• Task objective: According to the Fed policy passage, when did the Fed first announce its inflation-targeting policy?

In the markets, investors have become fixated on the Fed’s every move. That makes sense with the Fed pivoting so aggressively on policy over the past few months. It also fits nicely with the first part of our well-established ‘fire and ice’ narrative and our view that equity valuations are vulnerable. The reason for the Fed’s sharp pivot is obvious as inflation has overshot its goals, leading to problems for the real economy and the White House. When the Fed first announced its inflation-targeting policy in summer 2020, it was appropriate given the deflationary effects of the pandemic. Therefore, it’s now just as appropriate for the Fed to tighten at an accelerated pace to fight the inflation overshoot. This is a big change for a Fed that has been fighting the risk of deflation for 20+ years.

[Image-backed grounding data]
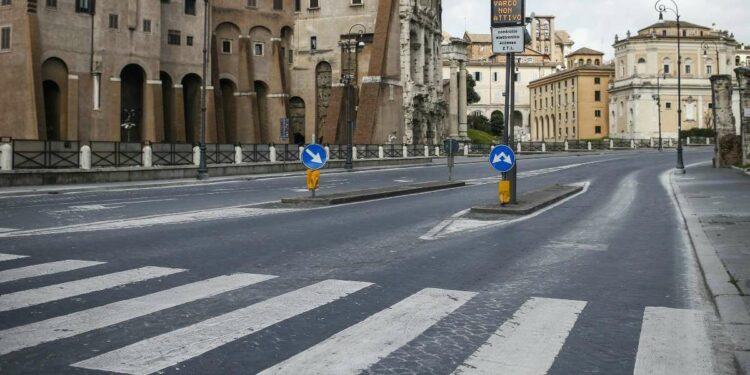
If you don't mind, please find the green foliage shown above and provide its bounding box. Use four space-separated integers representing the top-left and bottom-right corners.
466 73 482 104
467 114 490 133
468 129 497 145
490 111 505 135
682 128 715 139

• Reply: In summer 2020.